* **What you need to do**
[1] Set down the report on the 2015 Lean Startup Conference word for word, everything from "Here at the" down to "to get going.".
[2] Supply the next part of the report on the 2015 Lean Startup Conference, picking up after its last sentence.

───── Selected passage ─────

A Report from the 2015 Lean Startup Conference
It’s a cruel paradox that many big businesses that are trying to transform to be more innovative, agile and responsive to customers are hamstrung by the very culture they’re attempting to fix.
Here at the Lean Start-up conference in California, I estimate 85 per cent of delegates are from big businesses. This is a conference about start-ups but not particulary for start-ups. What’s notable is that many are first-timers, so there’s a hunger for knowledge about innovation transformation but a lot of confusion about how to get going.
That’s to be expected. Thinking like a start-up comes naturally when there’s just a handful of you but thinking like a start-up when you’re a 50,000-employee business with billions of dollars in revenue, regulators and shareholders to placate is much more difficult. People here are looking for clues about how to proceed.
They know their companies are on the line and time is running out.
Here the likes of GE, Intuit, Dropbox, international companies and the cream of Silicon Valley’s venture capital community surround me, so it’s happening everywhere. The implications for our national prosperity will touch us in profound ways we can’t imagine.
So where to start on your innovation journey? Here is my selection of the best ideas from those leading the transformation charge at the conference:
1. Everyone struggles (at first) to think like a start-up
Yours is a big company, possibly dominant in its field so just changing thought processes is a challenge in itself. But as Harvard Business Review showed, just because you have heritage doesn’t mean you can’t use Lean Start-up. The 94-year-old specialist management publisher went from print-only to a significant online and social presence in just a few years. It now has 6 million online visitors a month and 300,000 subscribers paying, in the case of Australia’s 12,735 subscribers, up to A$220 a year. It has also added premium tools and mobile apps to broaden its reader engagement and carve out niches.

───── Raw records ─────

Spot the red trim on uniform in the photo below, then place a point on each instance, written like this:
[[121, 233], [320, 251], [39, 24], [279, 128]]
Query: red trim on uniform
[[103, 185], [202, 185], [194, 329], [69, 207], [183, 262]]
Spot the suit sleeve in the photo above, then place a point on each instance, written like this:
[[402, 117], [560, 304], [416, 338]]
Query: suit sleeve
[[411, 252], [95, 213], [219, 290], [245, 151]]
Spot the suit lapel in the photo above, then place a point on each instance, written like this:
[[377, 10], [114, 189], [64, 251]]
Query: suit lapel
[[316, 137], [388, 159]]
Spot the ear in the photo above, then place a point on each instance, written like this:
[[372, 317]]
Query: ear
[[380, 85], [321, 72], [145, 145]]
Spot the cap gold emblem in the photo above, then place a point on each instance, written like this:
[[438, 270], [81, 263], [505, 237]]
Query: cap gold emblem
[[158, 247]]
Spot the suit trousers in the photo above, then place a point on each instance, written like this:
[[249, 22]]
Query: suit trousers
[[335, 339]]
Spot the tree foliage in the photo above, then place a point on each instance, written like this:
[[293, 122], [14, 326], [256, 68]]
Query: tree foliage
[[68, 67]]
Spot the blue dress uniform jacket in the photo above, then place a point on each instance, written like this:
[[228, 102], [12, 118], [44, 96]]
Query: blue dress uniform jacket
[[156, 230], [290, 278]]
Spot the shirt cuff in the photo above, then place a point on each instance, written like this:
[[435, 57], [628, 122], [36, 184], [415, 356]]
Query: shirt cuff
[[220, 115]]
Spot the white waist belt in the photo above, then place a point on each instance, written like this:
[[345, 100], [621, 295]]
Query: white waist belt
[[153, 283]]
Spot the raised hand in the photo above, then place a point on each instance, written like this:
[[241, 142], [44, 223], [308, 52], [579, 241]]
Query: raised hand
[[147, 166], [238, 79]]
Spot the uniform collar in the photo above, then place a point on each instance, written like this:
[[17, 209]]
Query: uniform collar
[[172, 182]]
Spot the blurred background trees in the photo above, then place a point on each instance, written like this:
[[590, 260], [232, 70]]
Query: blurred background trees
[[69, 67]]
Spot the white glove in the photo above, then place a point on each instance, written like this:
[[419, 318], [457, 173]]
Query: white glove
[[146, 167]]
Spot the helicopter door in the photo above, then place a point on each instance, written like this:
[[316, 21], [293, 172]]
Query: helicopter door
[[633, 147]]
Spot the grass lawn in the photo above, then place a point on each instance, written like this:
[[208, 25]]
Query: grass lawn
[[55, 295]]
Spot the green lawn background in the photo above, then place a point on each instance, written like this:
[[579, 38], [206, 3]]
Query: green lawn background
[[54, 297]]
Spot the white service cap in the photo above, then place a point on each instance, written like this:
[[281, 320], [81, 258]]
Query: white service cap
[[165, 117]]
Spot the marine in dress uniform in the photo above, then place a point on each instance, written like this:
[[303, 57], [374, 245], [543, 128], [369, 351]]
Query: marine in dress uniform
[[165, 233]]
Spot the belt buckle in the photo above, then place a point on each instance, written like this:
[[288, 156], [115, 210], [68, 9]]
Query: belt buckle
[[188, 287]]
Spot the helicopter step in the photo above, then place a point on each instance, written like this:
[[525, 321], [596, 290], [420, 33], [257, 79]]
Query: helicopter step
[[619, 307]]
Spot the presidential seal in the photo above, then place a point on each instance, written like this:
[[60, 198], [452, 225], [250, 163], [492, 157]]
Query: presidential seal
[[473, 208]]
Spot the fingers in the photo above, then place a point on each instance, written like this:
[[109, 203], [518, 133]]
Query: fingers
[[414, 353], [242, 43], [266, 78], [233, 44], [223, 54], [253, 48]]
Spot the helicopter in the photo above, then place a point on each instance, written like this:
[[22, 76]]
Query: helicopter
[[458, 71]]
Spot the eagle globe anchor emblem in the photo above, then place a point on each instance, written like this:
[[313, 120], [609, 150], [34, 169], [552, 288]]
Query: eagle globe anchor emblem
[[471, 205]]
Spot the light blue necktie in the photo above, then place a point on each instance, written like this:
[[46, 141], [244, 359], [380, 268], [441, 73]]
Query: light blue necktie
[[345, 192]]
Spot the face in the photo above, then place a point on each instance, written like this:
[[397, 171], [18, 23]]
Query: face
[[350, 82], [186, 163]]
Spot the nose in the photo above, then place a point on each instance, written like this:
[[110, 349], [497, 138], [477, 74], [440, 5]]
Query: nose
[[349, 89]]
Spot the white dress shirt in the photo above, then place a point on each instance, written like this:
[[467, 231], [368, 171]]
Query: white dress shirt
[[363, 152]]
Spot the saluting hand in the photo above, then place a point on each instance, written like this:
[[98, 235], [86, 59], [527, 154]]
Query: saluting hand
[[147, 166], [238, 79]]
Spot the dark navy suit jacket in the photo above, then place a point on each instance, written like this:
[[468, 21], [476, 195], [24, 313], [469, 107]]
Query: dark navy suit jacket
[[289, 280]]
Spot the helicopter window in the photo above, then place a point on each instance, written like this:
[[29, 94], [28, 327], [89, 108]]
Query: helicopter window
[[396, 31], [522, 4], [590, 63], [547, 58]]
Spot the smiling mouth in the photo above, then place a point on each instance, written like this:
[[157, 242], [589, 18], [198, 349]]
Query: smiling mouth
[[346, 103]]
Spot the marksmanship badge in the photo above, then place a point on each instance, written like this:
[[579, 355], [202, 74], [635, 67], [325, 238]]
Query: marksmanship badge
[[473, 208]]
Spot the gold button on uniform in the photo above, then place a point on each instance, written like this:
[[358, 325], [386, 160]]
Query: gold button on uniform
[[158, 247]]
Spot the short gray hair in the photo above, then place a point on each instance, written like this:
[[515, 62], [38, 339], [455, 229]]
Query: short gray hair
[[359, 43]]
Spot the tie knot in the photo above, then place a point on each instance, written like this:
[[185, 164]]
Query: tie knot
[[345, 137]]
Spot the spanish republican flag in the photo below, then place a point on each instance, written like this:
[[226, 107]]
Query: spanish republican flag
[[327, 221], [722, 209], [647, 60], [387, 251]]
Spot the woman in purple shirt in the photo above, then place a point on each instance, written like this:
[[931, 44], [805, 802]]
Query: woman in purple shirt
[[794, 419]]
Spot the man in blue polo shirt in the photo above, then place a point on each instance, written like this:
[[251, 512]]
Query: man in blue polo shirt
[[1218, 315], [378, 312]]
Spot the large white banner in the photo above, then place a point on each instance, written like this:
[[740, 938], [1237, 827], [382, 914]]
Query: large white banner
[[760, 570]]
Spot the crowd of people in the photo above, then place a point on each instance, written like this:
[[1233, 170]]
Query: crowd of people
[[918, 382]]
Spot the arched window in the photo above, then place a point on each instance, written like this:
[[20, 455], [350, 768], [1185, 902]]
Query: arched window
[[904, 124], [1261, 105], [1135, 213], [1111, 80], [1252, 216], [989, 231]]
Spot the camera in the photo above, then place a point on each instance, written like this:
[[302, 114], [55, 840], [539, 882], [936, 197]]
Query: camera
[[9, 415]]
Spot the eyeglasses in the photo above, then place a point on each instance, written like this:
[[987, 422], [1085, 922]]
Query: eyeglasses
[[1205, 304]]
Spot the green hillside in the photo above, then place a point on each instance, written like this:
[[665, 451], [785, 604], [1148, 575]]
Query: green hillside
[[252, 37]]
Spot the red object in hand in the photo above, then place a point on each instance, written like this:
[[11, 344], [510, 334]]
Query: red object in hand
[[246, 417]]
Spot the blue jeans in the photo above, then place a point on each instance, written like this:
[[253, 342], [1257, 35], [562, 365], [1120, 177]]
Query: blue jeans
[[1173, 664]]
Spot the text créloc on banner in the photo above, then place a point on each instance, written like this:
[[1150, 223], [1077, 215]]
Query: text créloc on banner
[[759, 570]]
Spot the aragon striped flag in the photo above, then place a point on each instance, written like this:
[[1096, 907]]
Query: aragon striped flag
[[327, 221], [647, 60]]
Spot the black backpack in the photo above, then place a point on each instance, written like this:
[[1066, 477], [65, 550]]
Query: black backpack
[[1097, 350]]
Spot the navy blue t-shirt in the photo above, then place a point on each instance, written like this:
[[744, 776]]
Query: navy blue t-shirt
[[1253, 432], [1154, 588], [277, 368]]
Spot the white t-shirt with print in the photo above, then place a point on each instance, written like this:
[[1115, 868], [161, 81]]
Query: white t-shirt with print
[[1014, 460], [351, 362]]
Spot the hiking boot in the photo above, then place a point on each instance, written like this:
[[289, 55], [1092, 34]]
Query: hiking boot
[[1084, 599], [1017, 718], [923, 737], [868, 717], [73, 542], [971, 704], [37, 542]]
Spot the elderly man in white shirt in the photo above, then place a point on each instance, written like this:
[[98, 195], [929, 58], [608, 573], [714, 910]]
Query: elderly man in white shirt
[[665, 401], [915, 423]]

─────

* **The responses**
[1]
Here at the Lean Start-up conference in California, I estimate 85 per cent of delegates are from big businesses. This is a conference about start-ups but not particulary for start-ups. What’s notable is that many are first-timers, so there’s a hunger for knowledge about innovation transformation but a lot of confusion about how to get going.

[2]
2. Take time and be tenacious
Expect pushback, especially from entrenched conservatives. Transformative change won’t happen overnight so you must be tenacious. Resist the urge to give up, be cowed by naysayers or retreat. And just like in a small start-up, progress isn’t linear; allow yourself to recover from setbacks and push on. The experience of businesses such as GE was that those who stuck with the programme were the ones that were successful.
3. Top-down or bottom-up – it’s your call
While we would all like the CEO and C-suite to buy into our vision, that’s not always possible and that’s OK. Seek out smaller areas of the business where you can make a marked and measurable impact. Form a guiding coalition of supporters to evangelise through the business, showing wins and performance gains along the way. US health insurer Humana is an example of a mature organisation that embraces cultural and process changes right down to changing its office layouts to further innovation at every point in the business.
4. Go beyond slogans
If you chose a top-down approach, make it matter. Too many Australian organisations have token innovation programmes that are marketing window-dressing. Transplanting a few people from a 1000-person business into an incubator does nothing for internal innovation. Like any important programme, consider what resources and ‘air cover’ from senior management are required, work out what’s going to happen, who will be involved and the training they will need to succeed.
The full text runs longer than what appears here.